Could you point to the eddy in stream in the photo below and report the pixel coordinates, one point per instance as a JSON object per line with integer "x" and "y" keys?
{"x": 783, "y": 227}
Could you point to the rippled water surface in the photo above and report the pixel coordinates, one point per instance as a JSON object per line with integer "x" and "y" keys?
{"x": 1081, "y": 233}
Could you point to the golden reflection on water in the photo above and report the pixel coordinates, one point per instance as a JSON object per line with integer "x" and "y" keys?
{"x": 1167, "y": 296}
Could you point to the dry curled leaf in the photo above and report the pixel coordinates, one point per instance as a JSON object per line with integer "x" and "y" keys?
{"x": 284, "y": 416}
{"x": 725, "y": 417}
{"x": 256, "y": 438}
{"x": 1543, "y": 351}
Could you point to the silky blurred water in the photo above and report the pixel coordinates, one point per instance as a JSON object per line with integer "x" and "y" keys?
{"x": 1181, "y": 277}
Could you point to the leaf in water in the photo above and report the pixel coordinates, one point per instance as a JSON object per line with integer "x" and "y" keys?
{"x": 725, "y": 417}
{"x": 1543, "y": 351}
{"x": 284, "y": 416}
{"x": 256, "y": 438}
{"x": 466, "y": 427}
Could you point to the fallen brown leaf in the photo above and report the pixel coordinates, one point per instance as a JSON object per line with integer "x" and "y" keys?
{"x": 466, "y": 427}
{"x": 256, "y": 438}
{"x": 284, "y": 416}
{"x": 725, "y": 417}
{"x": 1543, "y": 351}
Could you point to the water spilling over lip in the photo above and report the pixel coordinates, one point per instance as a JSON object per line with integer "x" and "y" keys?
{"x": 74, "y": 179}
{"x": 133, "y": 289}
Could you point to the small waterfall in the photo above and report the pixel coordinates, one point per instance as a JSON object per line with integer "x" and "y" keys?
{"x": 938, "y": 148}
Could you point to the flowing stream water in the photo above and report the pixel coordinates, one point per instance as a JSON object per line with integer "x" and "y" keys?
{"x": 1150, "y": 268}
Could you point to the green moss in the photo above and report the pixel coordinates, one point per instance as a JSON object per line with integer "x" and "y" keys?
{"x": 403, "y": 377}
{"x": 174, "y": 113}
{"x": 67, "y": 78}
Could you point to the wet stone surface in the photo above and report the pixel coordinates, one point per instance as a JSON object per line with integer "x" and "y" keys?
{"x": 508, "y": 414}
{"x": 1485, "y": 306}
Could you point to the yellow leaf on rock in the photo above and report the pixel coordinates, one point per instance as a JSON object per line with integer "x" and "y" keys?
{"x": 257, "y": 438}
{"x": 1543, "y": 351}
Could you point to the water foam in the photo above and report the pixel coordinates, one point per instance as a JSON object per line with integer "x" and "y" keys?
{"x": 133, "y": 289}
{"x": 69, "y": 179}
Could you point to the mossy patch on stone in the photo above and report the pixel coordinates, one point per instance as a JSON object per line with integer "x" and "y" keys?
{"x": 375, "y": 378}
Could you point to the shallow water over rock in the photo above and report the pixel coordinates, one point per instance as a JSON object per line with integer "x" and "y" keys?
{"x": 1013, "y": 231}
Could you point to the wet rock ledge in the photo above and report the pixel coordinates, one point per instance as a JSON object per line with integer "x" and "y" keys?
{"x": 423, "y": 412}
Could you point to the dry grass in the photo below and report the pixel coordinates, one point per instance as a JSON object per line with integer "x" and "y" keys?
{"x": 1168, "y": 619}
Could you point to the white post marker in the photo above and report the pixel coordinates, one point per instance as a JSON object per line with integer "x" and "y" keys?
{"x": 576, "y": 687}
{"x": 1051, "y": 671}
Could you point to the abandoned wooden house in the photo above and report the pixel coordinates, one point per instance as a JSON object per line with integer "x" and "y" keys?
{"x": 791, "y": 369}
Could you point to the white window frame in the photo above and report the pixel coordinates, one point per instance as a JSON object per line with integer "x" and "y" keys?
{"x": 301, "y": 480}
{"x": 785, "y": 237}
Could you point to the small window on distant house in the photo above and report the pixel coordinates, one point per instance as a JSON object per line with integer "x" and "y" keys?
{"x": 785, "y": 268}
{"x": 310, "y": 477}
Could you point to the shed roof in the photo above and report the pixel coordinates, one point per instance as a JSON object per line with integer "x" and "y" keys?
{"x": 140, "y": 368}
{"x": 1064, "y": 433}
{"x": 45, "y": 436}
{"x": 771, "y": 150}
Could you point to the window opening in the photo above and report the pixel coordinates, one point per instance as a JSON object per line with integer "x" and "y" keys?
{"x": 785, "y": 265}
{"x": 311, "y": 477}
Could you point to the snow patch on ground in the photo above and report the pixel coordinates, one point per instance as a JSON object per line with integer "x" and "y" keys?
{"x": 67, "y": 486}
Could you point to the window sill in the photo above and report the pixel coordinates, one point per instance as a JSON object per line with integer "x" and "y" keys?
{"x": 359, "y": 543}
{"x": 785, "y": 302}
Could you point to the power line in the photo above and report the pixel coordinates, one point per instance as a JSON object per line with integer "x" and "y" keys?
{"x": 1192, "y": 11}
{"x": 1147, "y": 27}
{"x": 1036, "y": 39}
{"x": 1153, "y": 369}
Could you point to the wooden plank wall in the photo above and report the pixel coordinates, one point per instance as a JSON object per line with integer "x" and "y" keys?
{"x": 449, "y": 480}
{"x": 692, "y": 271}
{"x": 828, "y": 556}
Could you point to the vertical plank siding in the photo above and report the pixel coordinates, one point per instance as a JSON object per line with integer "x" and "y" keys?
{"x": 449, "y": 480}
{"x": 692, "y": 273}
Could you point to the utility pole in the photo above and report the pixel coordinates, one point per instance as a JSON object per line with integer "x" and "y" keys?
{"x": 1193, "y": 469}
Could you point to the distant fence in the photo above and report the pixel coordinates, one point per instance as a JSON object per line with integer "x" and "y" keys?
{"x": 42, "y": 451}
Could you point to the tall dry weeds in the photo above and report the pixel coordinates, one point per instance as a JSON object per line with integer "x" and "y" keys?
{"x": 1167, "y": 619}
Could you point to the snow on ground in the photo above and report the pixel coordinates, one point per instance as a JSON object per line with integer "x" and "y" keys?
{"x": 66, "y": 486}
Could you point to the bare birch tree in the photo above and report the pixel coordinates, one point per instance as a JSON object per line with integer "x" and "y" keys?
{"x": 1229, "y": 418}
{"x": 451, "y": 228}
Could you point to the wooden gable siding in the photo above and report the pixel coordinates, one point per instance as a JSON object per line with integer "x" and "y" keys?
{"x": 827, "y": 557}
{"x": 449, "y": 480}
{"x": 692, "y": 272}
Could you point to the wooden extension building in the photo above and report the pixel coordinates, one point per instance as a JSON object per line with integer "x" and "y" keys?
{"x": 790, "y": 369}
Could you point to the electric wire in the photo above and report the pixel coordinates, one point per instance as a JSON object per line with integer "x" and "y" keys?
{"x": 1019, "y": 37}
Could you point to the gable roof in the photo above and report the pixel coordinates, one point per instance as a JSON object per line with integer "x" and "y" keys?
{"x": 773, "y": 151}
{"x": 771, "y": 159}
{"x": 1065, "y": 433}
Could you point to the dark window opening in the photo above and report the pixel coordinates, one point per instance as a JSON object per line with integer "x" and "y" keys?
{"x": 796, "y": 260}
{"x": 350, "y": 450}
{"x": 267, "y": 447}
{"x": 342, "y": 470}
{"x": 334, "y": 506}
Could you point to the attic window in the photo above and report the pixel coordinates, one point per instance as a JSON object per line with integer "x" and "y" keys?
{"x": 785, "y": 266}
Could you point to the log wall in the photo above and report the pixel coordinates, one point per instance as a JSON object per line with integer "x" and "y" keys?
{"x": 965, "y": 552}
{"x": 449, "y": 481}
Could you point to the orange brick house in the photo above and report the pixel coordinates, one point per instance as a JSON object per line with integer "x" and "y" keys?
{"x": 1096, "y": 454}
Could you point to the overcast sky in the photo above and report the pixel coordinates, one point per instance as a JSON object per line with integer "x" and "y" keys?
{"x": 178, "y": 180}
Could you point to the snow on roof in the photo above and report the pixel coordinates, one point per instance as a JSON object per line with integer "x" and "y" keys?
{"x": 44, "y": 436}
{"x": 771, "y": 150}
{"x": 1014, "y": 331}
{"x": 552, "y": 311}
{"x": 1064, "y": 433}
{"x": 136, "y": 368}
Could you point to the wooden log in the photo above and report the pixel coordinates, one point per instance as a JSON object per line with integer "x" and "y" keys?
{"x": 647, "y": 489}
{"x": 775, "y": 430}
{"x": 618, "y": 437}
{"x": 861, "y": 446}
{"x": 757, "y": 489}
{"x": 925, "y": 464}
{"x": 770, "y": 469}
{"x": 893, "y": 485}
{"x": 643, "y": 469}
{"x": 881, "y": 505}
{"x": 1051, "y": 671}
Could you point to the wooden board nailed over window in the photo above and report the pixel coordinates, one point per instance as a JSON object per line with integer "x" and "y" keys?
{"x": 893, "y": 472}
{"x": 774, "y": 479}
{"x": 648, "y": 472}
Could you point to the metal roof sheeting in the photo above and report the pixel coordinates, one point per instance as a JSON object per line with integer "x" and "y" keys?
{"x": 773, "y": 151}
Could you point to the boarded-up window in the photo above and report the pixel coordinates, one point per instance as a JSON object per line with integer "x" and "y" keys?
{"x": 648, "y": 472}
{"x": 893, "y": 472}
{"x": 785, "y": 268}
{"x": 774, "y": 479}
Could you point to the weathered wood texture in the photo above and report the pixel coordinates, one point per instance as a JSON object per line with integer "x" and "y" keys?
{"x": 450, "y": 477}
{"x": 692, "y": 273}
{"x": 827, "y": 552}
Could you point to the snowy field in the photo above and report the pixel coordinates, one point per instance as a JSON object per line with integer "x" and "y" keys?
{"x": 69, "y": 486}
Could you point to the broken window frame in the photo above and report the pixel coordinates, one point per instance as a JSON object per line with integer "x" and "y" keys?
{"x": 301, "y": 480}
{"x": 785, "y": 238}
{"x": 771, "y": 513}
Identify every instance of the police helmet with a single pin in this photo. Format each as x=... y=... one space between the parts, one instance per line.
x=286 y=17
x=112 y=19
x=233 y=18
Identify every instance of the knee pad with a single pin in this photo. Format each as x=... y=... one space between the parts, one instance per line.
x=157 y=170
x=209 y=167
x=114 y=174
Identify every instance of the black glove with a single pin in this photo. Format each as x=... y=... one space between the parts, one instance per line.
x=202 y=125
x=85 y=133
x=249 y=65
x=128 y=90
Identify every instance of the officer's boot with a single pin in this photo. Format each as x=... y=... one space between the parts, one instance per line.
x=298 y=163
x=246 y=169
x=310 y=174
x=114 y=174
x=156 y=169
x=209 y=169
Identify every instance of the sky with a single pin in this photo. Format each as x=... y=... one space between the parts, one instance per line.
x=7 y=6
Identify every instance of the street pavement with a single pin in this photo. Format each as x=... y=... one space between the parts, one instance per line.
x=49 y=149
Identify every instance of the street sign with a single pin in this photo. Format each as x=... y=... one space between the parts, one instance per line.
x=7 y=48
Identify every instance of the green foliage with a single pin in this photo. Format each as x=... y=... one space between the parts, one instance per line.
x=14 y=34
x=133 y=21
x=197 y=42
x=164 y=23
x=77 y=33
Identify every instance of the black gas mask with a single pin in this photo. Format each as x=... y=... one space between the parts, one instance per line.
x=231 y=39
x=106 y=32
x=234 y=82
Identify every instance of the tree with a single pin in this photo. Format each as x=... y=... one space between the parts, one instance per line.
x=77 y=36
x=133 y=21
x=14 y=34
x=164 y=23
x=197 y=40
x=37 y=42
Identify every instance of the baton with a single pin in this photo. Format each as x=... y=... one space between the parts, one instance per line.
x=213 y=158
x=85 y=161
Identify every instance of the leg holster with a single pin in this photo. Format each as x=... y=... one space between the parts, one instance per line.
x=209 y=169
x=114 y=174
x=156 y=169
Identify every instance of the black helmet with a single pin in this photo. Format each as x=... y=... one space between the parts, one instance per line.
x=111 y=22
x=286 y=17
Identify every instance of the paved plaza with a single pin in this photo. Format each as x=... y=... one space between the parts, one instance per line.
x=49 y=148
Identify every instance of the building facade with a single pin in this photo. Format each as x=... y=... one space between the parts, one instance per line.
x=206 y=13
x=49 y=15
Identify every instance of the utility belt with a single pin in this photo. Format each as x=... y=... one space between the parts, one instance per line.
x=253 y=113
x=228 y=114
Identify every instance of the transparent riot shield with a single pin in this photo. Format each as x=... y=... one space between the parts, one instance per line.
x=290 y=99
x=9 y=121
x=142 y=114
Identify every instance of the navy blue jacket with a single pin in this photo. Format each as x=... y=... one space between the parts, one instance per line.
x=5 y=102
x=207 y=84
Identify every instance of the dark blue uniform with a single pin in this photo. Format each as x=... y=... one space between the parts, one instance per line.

Instruction — Only the lines from the one containing "Identify every instance of the transparent" through the end of the entries above belong in the answer; repeat them exactly.

Exercise output —
Identify every instance of the transparent riot shield with a single pin in this photo. Format each as x=... y=... one space between the parts, one instance per line.
x=290 y=99
x=9 y=121
x=142 y=114
Identify every instance of the navy blue jacket with a single pin in this photo. Format each as x=... y=... one space between the parts, one instance per line.
x=5 y=102
x=207 y=84
Identify every instance of the dark blue uniform with a single pin in this photo. Format each as x=... y=... one space between the parts, one instance per line.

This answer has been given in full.